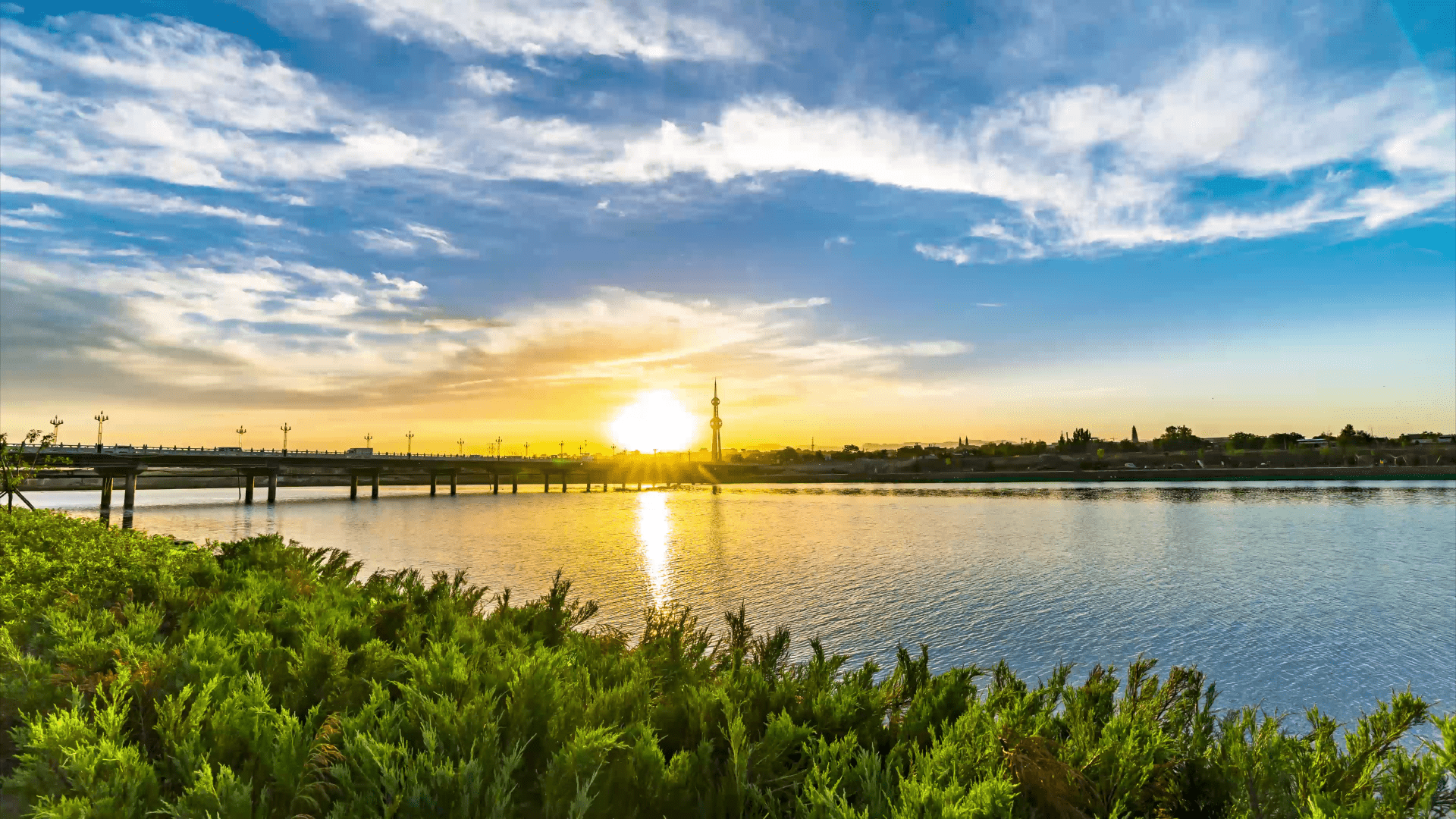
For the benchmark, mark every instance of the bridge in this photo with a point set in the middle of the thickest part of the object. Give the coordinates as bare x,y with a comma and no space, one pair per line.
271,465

━━━━━━━━━━━━━━━━━━━━

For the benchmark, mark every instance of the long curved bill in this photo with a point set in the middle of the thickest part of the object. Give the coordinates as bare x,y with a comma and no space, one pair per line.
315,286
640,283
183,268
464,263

━━━━━━━━━━━━━━━━━━━━

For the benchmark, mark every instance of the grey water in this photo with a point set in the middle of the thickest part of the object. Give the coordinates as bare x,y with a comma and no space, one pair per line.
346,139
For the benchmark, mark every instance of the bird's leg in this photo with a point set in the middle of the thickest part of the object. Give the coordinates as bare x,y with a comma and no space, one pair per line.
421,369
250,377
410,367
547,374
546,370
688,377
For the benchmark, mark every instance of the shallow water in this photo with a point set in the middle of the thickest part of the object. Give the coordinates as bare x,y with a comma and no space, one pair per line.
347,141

━━━━━━━━━━━━━━━━━━━━

Directive:
List every line of the material above that contains the string "water", copying each one in full. Treat uppercase and lowercase as different.

Result for this task:
For the benchmark, mark every instance of the grey water in this photo with a point set in the middle of the thickest part of the object. Give the coordinates as bare x,y with a comma and no space, one pair per line.
For the benchmark, mark every instance of the shallow water in this photo with a point set in the middle of the thickest part of the object. Give the coordinates as bare x,y with a comma and no space, one pair per line.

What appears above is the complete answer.